---------- Excerto para leitura
Autismo, de Valério Romão, ilustrações de Alex Gozblau, edição Abysmo.
«São os segredos, sobretudo os mais sombrios, que aproximam as pessoas». A frase é de Rogério, a voz central de «Autismo». Há de facto um segredo sombrio neste romance. Tão sombrio como o mais terrível pesadelo.
O segredo, evidentemente, não reside naquilo que o título nos revela de imediato: o filho de Marta e Rogério nasce autista. Desde cedo se percebe que Henrique não é uma criança como as outras.
A primeira reação dos pais é de negação: «Rogério» - escreve-se a páginas 113 - «tinha uma intuição do nome a dar ao que Henrique tinha, mas tinha medo de dá-lo. Tinha medo de partilhar esse medo com Marta».
--------------------
---------- Registos listados
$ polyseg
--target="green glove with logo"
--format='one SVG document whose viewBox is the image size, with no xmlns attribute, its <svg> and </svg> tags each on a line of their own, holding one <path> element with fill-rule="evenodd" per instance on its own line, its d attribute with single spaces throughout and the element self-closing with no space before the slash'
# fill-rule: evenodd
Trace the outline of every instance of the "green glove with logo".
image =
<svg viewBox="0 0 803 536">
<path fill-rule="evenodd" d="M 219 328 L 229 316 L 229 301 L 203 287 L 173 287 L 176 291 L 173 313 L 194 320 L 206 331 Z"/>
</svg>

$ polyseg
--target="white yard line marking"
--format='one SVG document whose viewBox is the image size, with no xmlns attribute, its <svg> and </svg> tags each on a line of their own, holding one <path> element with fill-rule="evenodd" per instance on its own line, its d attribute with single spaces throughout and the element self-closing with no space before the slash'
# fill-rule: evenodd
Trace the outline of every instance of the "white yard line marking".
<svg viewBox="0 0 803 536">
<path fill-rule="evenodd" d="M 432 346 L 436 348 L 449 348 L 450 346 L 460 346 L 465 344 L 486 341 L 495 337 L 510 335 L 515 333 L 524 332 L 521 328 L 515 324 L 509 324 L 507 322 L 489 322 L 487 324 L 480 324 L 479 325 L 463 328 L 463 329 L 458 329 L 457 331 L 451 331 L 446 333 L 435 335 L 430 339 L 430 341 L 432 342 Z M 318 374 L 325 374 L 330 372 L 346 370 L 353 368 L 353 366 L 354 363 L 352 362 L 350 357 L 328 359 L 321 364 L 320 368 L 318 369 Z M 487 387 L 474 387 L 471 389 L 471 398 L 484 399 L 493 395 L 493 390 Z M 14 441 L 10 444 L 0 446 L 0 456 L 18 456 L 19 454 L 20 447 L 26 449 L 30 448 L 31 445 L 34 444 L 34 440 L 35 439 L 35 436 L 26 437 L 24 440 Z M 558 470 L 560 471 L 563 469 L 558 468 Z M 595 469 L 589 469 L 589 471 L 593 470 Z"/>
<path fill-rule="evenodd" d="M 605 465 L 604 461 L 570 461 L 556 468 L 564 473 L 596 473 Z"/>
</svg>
--------------------
## Perguntas a responder
a. Diga se cada uma das afirmações seguintes está de acordo com o excerto sobre o romance «Autismo», respondendo sim ou não e citando as palavras do excerto que o decidem: (i) Henrique é filho de Marta e Rogério. (ii) O segredo sombrio do romance é o autismo do filho. (iii) A primeira reação dos pais é de aceitação.
b. Prossiga o excerto sobre o romance «Autismo» a partir da última frase apresentada.

## Respostas da atividade
a.
(i) Sim: «o filho de Marta e Rogério nasce autista».
(ii) Não: «O segredo, evidentemente, não reside naquilo que o título nos revela de imediato».
(iii) Não: «A primeira reação dos pais é de negação».

b.
A pouco e pouco a evidência ganha forma e começa a corrida de médico em médico, de charlatão em charlatão. Há mesmo um que promete milagres de tal ordem que recebe o cognome de "O Fabuloso Dr. Miguel Relvas". É a fase de descompressão burlesca de uma história marcada pelo insuportável peso da dor.
Valério Romão, o autor, partiu de uma experiência autobiográfica para nos contar como as expectativas de um casal, estilhaçadas pela doença, acabam por corroer a própria relação. «Autismo» é um livro sofrido e ao mesmo tempo, também, um romance capaz de gerar um mistério que só acabamos por ver esclarecido nas últimas páginas. Henrique, o menino autista, foi atropelado. Metade do livro, em capítulos alternados com o que conduziu até àquele momento, passa-se com os pais à porta de uma urgência hospitalar tentando perceber o que aconteceu ao filho.
Descobrimos assim, com estas personagens, como diz a páginas tantas, que «a dor tudo muda, mesmo as convicções mais enquistadas na consciência».